*Excerto da fonte*
1. Mensagem do nosso camarada Mário Beja Santos (ex-Alf Mil Inf, CMDT do Pel Caç Nat 52, Missirá e Bambadinca, 1968/70), com data de 11 de Janeiro de 2021:
Queridos amigos,
Este livro de Maria Luísa Esteves devia ser cuidadosamente lido por quem procura esclarecimento sobre as permanentes rebeliões no Casamansa, onde há um movimento independentista que recusa viver dependente do Senegal, é uma história que envolve a definição de uma fronteira que separou etnias, maltratou uma coesão territorial que perdurava há séculos. A autora disseca com imenso cuidado toda a questão do comércio do Casamansa e a nossa presença em Ziguinchor, relativa indiferença com que o governo de Cabo Verde e sobretudo em Lisboa apreciavam a crescente influência francesa no rio, passou a ser determinante na estratégia da presença francesa na África Ocidental. Seguiu-se um quebra-cabeças da delimitação das fronteiras e é bom que o leitor olhe para as duas cartas que acompanham este texto e atenda ao pormenores com que a autora vai tratando as sucessivas missões, as trocas de terreno e as sucessivas pressões da França para ganhar mais espaço. Os historiadores da Guiné-Bissau também devem estar atentos ao zelo e à dignidade que diferentes delegados portugueses manifestaram em manter fronteiras que separassem ao mínimo populações que viviam em comunidade há séculos. Mas a saga continua, aguardem novas surpresas.
Um abraço do
Mário
A história turbulenta da delimitação das fronteiras franco-portuguesas da Guiné (2)
Mário Beja Santos
A definição de fronteiras da colónia da Guiné, as sucessivas operações de delimitação ocupam um relevo muito significativo no importante trabalho de Maria Luísa Esteves intitulado A Questão do Casamansa e a Delimitação das Fronteiras da Guiné, Instituto de Investigação Científica Tropical, 1988.

*Segmento de dados*

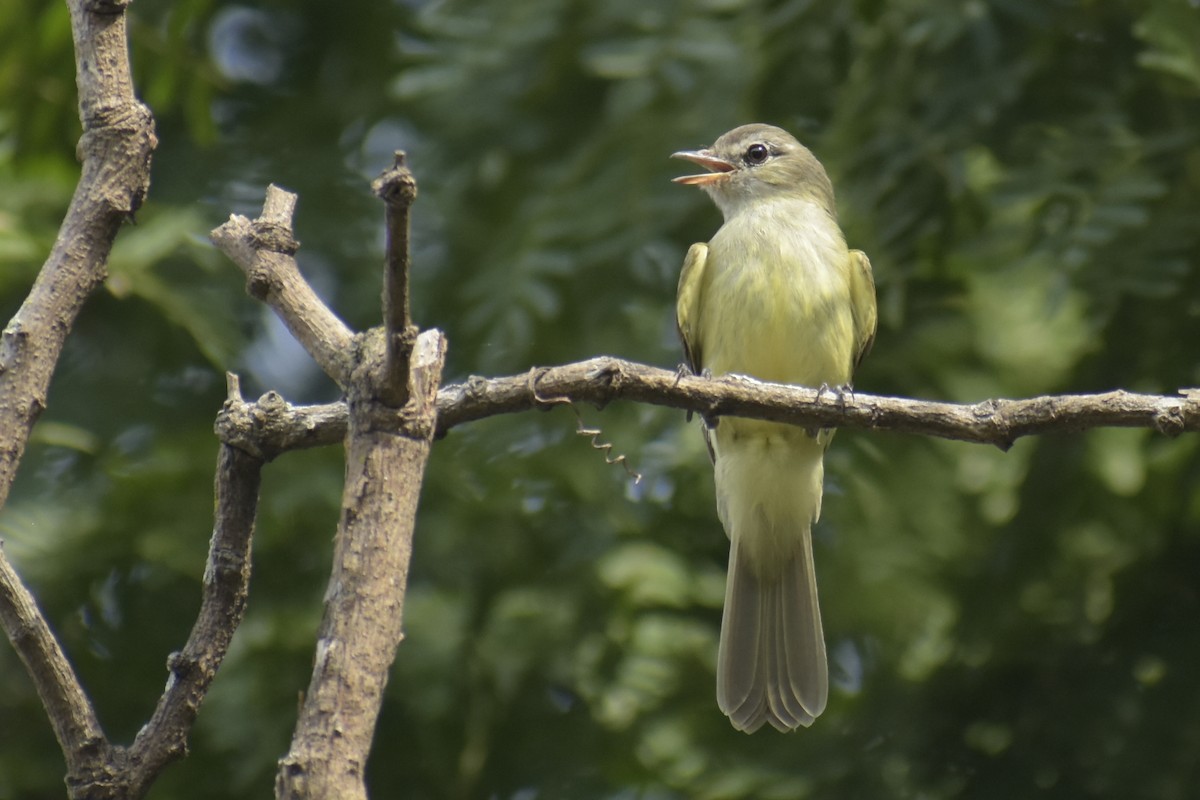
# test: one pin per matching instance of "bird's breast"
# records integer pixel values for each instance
(777, 305)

*Instruções da tarefa*
Enumere todos os nomes próprios de lugares que figuram no parágrafo do texto sobre as fronteiras da Guiné iniciado por "Este livro de Maria Luísa Esteves", pela ordem em que surgem.

*Resposta ao exercício*
Casamansa, Senegal, Ziguinchor, Cabo Verde, Lisboa, África Ocidental, França, Guiné-Bissau